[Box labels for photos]
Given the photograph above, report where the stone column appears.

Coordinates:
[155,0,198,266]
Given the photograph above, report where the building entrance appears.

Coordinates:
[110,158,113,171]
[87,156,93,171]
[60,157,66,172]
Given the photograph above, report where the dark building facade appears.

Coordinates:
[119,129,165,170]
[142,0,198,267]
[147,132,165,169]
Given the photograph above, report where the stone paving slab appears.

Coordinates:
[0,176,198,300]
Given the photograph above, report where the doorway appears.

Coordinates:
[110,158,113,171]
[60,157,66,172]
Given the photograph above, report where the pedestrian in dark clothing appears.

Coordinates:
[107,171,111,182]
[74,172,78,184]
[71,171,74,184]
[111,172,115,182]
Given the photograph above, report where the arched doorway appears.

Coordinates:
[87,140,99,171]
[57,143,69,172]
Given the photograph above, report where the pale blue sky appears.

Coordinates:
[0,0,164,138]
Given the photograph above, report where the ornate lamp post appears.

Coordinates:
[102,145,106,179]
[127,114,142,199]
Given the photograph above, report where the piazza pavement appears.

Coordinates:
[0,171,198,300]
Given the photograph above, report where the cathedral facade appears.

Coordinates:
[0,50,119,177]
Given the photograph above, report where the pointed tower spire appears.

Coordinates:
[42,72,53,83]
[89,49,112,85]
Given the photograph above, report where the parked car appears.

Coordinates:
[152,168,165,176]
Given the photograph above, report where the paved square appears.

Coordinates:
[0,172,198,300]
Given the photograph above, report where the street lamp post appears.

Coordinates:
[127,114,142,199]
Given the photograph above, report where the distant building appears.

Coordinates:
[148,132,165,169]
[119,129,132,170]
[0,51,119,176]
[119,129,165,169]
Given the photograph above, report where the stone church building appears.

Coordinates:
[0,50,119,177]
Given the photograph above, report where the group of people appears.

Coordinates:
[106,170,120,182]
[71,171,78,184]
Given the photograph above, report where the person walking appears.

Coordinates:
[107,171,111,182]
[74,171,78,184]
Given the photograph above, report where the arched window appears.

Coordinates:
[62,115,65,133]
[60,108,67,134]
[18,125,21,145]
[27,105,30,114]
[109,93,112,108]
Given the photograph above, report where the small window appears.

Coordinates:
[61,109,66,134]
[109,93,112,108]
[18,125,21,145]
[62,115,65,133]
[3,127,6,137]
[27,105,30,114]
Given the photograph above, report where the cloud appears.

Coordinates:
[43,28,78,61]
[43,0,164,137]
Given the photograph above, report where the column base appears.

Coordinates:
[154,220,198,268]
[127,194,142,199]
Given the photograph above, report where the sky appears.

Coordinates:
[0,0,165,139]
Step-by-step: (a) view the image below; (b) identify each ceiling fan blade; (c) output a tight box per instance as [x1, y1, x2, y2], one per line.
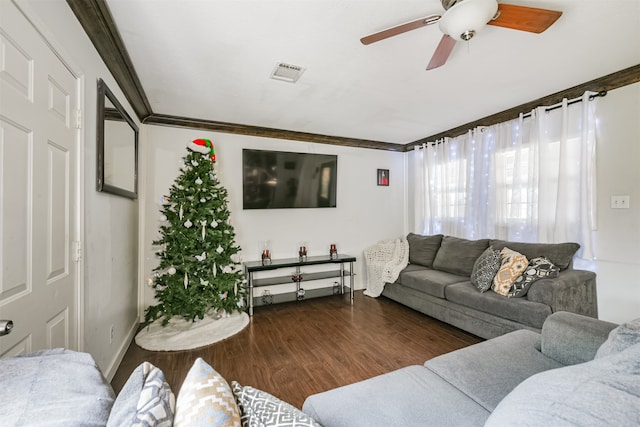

**Problem to solve**
Carry over every line from the one with "Given the photograph above, report where the cloud" through the end of the data, requests included, adding 130 to each coordinate number in the answers only. Leave the pictures out.

**Reply to the exercise**
Given the photograph above, report where the cloud appears.

Coordinates:
[173,158,208,191]
[173,130,294,267]
Given the photograph above, report where the column base appears.

Coordinates:
[284,350,328,398]
[257,324,272,329]
Given the photograph above, report where the sky appears.

Coordinates:
[130,130,295,269]
Step-by-step: (a) view the image below; (b) identify each ceiling fan blade; (c) output a tight box per instance as [x1, y1, x2, y2], one per line.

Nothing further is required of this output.